BEGIN Material provided
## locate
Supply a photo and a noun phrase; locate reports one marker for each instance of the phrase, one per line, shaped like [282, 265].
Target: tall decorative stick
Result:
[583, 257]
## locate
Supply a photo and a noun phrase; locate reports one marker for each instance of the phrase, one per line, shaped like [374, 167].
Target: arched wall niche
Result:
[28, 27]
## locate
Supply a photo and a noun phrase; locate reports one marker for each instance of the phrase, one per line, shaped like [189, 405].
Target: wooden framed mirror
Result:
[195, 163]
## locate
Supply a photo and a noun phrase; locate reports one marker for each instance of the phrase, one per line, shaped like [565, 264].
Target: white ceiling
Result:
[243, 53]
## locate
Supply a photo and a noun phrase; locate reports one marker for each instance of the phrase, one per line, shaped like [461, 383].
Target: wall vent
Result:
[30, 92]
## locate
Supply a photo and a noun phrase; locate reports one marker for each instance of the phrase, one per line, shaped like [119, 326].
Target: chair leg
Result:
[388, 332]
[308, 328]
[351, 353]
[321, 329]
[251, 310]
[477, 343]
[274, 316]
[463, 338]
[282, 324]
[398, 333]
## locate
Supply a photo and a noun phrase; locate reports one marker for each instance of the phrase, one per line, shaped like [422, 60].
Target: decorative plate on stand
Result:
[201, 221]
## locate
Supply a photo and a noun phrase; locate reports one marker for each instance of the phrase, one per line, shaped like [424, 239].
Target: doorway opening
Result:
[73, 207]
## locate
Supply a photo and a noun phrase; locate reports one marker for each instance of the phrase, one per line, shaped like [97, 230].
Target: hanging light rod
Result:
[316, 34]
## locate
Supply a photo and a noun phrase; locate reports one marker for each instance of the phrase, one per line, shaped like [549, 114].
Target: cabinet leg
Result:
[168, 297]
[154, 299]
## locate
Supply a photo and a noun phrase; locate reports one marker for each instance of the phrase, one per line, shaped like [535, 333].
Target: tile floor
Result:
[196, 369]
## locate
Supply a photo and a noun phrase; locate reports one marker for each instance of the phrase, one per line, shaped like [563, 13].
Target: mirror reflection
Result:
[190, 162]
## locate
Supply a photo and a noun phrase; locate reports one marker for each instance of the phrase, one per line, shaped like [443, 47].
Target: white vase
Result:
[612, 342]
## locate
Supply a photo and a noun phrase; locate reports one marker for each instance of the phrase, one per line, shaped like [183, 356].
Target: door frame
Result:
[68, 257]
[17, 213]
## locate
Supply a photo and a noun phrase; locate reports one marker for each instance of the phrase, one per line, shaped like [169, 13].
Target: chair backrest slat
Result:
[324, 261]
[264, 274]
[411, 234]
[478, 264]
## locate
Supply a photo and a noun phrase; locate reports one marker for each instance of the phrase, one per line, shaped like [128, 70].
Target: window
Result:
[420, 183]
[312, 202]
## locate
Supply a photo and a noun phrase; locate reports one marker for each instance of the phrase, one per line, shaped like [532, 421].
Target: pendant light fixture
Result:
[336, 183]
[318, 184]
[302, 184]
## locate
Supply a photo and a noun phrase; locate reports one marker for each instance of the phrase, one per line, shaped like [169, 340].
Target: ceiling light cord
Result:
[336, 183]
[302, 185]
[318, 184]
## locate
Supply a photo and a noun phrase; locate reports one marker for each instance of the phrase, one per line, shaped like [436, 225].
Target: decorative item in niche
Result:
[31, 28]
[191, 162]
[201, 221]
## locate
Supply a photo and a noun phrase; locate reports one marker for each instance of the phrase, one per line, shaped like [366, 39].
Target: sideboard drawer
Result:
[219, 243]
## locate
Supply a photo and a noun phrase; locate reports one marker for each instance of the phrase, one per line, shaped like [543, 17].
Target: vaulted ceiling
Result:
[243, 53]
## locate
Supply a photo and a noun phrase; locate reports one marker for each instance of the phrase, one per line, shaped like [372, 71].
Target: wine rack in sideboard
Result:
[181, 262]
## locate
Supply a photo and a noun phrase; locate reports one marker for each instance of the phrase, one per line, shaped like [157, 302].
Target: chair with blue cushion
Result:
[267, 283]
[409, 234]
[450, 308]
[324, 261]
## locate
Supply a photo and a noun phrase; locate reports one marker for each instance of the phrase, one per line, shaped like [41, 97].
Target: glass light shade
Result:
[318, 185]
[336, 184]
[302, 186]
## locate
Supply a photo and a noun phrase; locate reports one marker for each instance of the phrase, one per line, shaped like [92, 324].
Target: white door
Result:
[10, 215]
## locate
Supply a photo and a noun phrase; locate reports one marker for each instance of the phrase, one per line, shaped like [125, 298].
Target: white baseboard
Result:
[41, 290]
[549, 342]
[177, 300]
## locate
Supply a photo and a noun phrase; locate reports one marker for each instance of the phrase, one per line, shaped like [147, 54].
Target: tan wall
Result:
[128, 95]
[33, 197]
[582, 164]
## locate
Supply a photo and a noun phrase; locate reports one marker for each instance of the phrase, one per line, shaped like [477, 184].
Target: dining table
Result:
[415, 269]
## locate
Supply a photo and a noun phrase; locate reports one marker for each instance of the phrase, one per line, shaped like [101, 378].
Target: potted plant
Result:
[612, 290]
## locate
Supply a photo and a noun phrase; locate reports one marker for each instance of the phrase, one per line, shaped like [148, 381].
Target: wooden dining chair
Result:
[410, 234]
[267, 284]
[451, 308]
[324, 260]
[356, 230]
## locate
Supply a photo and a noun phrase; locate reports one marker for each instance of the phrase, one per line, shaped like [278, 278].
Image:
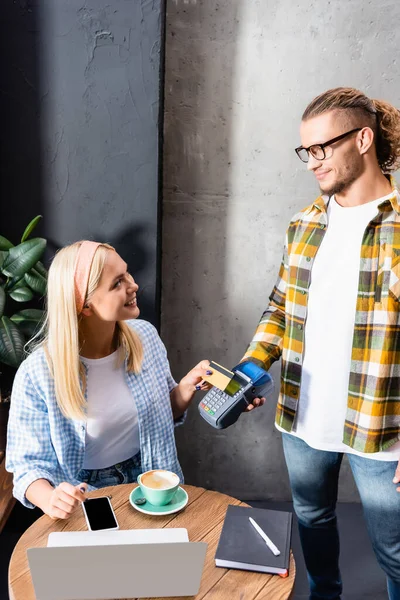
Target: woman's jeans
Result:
END Material provided
If a line falls between the first line of the records and the line containing "Target: mirror reflection", inclusive, repeat it exactly; leave out all others.

## locate
Supply a photo and a noun phrase; locate reports one marker for each instance of the phrase, one per line, shaped like [282, 265].
Target: tall decorative stick
Result:
[583, 257]
## locate
Supply a photo and a noun phrase; locate reports one marker for each instance of the phrase, one per line, shaped like [374, 167].
Target: arched wall niche
Result:
[28, 27]
## locate
Supply a photo and a noun phrase; locate reports one marker for each instance of the phrase, one per line, shaped like [189, 405].
Target: wooden framed mirror
Result:
[195, 163]
## locate
Supply a photo and a noun phrase; locate reports one marker for each instance of the phrase, one per line, shaped like [565, 264].
Target: white ceiling
Result:
[243, 53]
## locate
Supply a photo and a noun phrase; locate reports one marker for each instance of the phrase, one per line, shaped like [461, 383].
Target: wall vent
Result:
[30, 92]
## locate
Supply a photo and a noun phrase; locate reports one marker for each instance of the phrase, one per line, shaped like [119, 326].
Target: chair leg
Result:
[388, 332]
[308, 328]
[351, 353]
[321, 329]
[251, 310]
[477, 343]
[274, 316]
[463, 338]
[282, 324]
[398, 333]
## locate
Supply a photo and a noun phrase; locate reports one marker for each instance of the phrase, one per line, shaped like [422, 60].
Target: decorative plate on stand
Result:
[201, 221]
## locate
Supply a photo and a noun phrase; locate reports one marker for each instance of the phrase, one per line, shaped like [424, 239].
Target: doorway opening
Result:
[73, 207]
## locate
Supply a photo and a noun phrase; locate reports one marker for each instance of the phrase, one per line, shaped like [97, 230].
Target: hanging light rod
Result:
[316, 34]
## locate
Supply a photo and a noun phrase; locate reports one marker for each instance of the phrase, one per line, shaped like [549, 114].
Target: cabinet leg
Result:
[168, 297]
[154, 299]
## locate
Supply a photo and a noun phrase; locate reports one marker for each instance of the phrase, one per line, shaped like [535, 333].
Target: tile floor
Result:
[196, 369]
## locate
Supply a photo and a noun phrase; locate reports one marker for each instance of the phrase, one per line, shaped like [563, 13].
Target: mirror reflection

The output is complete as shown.